READING TEXT:
Morris, of course, is President Clinton's former advisor, the triangulation-loving political guru who was tossed overboard in 1996 after a tabloid revealed Morris' affair with a prostitute. Once dubbed by Time magazine as a "gleeful genius" and "the most influential private citizen in America," Morris now fills his time dashing off a weekly New York Post column used almost exclusively to try to win small bouts of revenge against the Clinton clan.

Oh sure, from time to time Morris casts his political gaze nationally, as he did last year in cautioning readers, "It would be a serious blunder to count out Liddy Dole ... With her sterling record at the Red Cross, Elizabeth Dole could well be the first woman president." But since then, he's mostly dedicated himself to writing off Hillary's Senate chances as nonexistent.

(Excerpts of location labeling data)

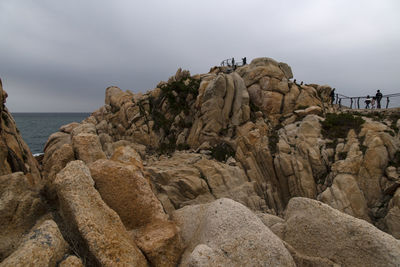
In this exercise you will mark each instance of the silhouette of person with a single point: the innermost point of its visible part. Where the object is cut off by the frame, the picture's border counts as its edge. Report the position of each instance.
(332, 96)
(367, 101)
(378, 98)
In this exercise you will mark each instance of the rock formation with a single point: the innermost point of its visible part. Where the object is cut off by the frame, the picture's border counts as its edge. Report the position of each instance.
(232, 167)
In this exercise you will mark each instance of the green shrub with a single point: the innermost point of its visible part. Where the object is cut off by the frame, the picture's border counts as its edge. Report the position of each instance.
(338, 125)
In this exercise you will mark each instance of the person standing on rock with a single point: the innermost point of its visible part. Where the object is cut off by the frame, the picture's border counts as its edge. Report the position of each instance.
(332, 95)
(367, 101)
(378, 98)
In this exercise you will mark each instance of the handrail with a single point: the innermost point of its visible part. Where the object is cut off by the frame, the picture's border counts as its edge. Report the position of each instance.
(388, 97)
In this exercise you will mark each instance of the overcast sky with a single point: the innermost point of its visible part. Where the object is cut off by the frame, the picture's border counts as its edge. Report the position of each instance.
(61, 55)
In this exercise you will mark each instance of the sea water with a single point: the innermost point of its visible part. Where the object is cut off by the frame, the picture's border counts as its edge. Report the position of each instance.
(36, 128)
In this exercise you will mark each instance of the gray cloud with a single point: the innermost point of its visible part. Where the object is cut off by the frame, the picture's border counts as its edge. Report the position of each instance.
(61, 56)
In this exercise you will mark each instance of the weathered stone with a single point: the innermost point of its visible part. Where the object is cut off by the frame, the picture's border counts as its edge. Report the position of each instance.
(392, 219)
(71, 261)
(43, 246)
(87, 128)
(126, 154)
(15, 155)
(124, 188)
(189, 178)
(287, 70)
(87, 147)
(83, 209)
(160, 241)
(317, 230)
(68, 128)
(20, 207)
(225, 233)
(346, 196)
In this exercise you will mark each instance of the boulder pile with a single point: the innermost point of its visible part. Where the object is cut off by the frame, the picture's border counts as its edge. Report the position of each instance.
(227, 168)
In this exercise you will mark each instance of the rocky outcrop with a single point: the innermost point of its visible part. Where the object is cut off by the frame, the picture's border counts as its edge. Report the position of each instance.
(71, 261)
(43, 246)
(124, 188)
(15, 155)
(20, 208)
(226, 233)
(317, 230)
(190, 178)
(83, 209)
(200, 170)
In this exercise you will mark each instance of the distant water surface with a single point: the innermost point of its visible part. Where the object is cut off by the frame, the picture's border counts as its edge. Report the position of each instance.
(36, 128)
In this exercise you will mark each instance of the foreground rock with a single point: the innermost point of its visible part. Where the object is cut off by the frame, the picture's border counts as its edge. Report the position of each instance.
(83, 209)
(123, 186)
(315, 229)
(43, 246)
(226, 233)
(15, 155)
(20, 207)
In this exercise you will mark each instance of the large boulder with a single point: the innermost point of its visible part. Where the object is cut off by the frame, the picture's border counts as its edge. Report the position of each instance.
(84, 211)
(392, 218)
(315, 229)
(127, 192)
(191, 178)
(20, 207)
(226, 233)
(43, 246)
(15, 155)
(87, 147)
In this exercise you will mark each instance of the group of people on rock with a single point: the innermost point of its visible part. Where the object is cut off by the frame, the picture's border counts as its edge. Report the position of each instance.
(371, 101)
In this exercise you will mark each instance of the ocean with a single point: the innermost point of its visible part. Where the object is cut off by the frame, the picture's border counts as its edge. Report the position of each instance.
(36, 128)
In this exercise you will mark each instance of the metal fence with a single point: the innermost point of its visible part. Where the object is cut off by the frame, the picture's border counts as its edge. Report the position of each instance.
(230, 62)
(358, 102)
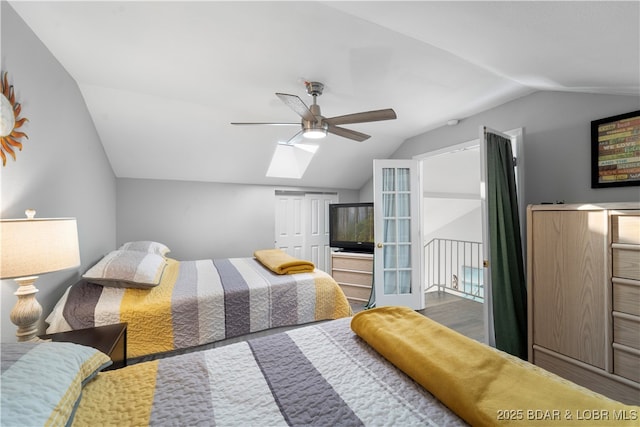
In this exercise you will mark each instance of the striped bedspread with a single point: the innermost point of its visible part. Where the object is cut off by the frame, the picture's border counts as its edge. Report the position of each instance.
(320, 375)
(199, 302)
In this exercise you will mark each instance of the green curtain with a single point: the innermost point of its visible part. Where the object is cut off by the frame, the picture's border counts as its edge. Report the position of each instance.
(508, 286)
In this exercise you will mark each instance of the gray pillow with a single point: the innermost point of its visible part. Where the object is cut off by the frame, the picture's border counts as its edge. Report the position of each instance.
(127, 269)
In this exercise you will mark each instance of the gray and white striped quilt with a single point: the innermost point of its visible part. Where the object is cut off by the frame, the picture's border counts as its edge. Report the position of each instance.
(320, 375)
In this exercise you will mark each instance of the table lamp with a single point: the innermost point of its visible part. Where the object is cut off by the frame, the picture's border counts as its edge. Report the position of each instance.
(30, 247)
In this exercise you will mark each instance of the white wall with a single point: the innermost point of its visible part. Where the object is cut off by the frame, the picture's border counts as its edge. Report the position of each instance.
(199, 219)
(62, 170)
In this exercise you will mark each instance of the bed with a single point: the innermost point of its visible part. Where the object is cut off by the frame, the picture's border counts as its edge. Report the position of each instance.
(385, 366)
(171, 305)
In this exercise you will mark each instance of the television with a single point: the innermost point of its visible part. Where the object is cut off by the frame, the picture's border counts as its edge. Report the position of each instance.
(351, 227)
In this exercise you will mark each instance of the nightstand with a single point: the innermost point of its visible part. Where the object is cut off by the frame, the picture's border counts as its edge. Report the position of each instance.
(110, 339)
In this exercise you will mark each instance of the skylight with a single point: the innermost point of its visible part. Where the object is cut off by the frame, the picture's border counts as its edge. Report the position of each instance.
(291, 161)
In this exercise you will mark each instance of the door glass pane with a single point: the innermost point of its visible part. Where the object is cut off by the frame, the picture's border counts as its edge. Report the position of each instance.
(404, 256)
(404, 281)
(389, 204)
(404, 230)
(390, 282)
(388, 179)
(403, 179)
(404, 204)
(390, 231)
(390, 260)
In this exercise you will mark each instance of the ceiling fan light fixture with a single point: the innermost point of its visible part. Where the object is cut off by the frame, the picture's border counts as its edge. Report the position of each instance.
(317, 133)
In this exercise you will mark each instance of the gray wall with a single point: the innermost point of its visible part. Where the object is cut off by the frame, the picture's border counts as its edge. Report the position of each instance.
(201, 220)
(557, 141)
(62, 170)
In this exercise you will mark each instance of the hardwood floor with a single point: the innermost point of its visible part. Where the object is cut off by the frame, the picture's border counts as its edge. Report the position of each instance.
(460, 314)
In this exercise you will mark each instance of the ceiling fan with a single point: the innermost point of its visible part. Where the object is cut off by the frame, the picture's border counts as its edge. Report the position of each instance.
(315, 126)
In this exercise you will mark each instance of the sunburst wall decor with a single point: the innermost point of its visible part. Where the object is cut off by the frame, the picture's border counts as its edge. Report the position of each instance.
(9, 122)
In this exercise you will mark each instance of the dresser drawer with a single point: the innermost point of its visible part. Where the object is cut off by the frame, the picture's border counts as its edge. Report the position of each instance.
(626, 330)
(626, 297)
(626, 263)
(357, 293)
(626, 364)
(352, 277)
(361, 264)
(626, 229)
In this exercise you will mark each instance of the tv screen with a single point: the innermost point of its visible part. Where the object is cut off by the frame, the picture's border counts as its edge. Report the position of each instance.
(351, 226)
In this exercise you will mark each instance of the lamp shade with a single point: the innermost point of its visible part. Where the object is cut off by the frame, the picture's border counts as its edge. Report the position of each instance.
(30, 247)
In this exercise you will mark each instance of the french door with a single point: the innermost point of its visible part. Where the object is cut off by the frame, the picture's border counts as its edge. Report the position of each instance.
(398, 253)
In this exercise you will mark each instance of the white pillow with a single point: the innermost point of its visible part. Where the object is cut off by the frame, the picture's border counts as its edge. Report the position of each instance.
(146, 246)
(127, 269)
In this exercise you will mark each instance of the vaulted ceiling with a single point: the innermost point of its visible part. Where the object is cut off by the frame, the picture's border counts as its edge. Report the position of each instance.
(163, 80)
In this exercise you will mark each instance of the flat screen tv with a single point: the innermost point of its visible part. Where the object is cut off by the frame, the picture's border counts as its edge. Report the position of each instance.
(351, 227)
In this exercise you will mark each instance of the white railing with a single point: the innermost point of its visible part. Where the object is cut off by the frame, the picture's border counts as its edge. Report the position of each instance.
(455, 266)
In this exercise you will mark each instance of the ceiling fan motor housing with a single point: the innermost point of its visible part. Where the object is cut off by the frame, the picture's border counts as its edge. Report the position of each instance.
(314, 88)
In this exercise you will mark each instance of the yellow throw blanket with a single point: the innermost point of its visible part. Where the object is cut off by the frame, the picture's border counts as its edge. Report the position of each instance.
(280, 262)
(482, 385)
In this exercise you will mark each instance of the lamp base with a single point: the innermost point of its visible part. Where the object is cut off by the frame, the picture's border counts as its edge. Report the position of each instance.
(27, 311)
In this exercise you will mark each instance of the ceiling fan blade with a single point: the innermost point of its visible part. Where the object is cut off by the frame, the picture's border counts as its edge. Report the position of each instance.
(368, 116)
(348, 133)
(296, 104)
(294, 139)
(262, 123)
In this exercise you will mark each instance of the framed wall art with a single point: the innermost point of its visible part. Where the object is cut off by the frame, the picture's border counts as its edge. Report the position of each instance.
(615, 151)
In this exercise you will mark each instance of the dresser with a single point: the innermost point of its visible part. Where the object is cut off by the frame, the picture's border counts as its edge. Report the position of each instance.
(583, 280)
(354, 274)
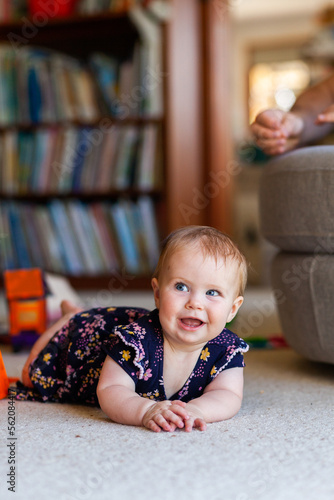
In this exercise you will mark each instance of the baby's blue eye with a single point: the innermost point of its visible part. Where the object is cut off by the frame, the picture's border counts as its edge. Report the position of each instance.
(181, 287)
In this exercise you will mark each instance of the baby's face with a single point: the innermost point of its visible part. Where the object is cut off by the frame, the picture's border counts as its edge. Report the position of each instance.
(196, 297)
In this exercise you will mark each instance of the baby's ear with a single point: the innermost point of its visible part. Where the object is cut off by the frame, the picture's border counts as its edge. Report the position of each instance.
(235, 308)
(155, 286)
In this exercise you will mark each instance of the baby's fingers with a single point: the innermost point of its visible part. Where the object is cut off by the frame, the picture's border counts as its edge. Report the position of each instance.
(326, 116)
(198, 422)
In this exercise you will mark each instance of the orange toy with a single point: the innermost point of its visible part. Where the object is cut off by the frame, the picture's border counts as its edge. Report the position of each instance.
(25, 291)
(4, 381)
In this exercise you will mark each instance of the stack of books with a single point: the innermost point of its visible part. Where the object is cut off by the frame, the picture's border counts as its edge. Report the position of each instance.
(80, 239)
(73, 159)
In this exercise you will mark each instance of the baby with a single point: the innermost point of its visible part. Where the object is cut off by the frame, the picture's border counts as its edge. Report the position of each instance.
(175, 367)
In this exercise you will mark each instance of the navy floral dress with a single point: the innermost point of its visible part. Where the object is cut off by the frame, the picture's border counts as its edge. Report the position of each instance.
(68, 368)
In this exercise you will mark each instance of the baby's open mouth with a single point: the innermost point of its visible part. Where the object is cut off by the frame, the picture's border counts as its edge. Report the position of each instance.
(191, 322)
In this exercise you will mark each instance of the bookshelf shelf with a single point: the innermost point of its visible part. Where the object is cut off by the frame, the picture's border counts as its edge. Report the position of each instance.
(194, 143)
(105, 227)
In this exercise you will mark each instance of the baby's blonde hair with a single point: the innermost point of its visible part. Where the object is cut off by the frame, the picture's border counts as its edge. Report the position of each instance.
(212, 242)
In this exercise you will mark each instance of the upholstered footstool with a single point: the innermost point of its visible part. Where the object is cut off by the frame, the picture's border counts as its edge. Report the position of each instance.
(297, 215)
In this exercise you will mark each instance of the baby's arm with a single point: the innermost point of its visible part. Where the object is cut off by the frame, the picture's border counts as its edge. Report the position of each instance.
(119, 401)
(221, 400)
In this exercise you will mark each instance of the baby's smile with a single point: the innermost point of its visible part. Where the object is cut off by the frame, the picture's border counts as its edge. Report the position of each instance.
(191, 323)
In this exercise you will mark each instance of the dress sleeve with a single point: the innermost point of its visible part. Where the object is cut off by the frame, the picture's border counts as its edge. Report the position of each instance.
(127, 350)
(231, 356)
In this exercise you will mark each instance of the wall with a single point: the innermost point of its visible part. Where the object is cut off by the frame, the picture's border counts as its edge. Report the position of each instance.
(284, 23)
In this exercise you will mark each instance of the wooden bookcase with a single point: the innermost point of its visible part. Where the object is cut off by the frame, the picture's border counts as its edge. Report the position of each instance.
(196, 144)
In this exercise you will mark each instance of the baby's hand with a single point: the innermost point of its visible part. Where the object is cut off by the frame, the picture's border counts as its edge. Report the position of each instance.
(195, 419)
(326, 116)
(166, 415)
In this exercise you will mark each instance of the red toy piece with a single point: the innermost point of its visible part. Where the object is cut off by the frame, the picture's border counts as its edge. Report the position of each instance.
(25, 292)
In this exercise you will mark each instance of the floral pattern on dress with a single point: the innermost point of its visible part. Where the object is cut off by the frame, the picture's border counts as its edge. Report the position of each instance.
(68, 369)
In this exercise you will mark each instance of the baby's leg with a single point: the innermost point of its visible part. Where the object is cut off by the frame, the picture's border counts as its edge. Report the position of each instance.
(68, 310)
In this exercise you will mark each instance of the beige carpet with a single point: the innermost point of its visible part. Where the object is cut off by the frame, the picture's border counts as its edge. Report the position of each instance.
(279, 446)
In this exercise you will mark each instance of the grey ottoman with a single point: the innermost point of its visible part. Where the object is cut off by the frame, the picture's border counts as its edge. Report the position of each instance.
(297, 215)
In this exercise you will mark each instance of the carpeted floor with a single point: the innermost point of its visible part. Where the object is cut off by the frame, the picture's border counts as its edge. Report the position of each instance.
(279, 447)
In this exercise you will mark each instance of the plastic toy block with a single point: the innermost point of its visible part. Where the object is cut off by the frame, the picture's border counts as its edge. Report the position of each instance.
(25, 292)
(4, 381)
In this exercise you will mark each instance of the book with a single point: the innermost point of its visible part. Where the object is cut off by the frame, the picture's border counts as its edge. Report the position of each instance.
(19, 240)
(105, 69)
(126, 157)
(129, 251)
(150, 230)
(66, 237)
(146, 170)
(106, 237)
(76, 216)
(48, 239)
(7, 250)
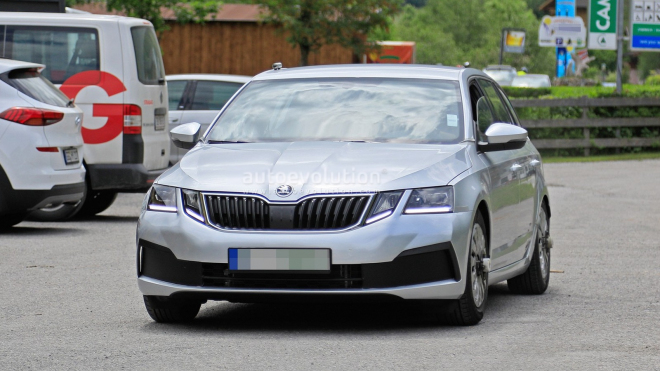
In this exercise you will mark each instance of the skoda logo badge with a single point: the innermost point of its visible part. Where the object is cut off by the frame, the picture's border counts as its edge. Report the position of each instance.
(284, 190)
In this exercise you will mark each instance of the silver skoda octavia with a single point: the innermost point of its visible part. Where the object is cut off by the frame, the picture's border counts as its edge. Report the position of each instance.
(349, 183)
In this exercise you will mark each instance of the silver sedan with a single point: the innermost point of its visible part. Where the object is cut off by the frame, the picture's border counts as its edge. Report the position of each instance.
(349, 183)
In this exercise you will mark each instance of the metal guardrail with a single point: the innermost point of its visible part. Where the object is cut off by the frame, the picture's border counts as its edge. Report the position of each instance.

WHAT YOU NEED TO DO:
**a.** Replace "guru" with "strategist" in the passage about Morris, and write out that passage from "Morris, of course, is" to "chances as nonexistent.".
**b.** Extend the passage about Morris with the part that comes next.

IN RESPONSE:
**a.**
Morris, of course, is President Clinton's former advisor, the triangulation-loving political strategist who was tossed overboard in 1996 after a tabloid revealed Morris' affair with a prostitute. Once dubbed by Time magazine as a "gleeful genius" and "the most influential private citizen in America," Morris now fills his time dashing off a weekly New York Post column used almost exclusively to try to win small bouts of revenge against the Clinton clan.

Oh sure, from time to time Morris casts his political gaze nationally, as he did last year in cautioning readers, "It would be a serious blunder to count out Liddy Dole ... With her sterling record at the Red Cross, Elizabeth Dole could well be the first woman president." But since then, he's mostly dedicated himself to writing off Hillary's Senate chances as nonexistent.

**b.**
Here's a typical 1999 dispatch, one in an endless collection of botched forecasts. Morris writes gleefully:

The fact she is planning to rent, not buy, a home here and her recent flip-flops on issues involving Israel aren't helping her either. She just looks more tawdry with each maneuver. Will she be able to reverse field and start moving up? Nope. No way she will do anything but lose votes even faster. Hillary is sinking fast. The bottom line: She won't run.

Of course, Hillary, a proud New York homeowner, now leads or is tied with Giuliani in most of the major statewide polls. (So much for Morris' supposed mastery of polling data.)

And in a neat trick, Morris often doubled not only as an anti-Hillary columnist for the Post, but as an on-the-record source, too. Appearing in the pages last year as "a longtime consultant to the Clintons," Morris, who once riffed on talk radio that Hillary was a lesbian, told a Post news reporter, "I think she is going to look at these [poll] numbers, understand they aren't moving, and pull out. The first lady is on the ropes right now."